- The exercise -
Identify every line in the items below that contains the word "give", and copy each of those lines. Treat uppercase and lowercase as different.

Dataset records:
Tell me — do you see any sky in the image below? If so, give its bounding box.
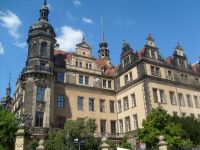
[0,0,200,99]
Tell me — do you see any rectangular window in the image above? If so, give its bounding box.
[131,93,136,107]
[35,111,44,127]
[123,56,130,67]
[178,93,185,107]
[129,72,133,81]
[153,88,158,103]
[194,96,200,108]
[100,99,106,112]
[125,117,131,132]
[100,120,106,134]
[117,100,122,112]
[167,70,173,80]
[79,75,83,84]
[151,66,161,77]
[77,96,83,110]
[159,90,167,104]
[119,120,123,133]
[133,114,138,130]
[85,76,89,85]
[110,101,115,113]
[110,121,116,134]
[108,80,112,89]
[79,75,89,85]
[58,95,64,108]
[186,94,193,107]
[57,72,65,82]
[123,96,129,111]
[103,80,106,88]
[169,91,177,105]
[124,74,128,84]
[89,98,94,111]
[36,86,45,102]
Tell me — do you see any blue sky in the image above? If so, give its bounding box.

- The reply -
Tell me — do you see any sky in the image below? If so, give its bounding box.
Tell me — do you see any rectangular window in the image above? If so, give its bounding box.
Tell me — do you see any blue sky in the image above? If so, give its bounding box.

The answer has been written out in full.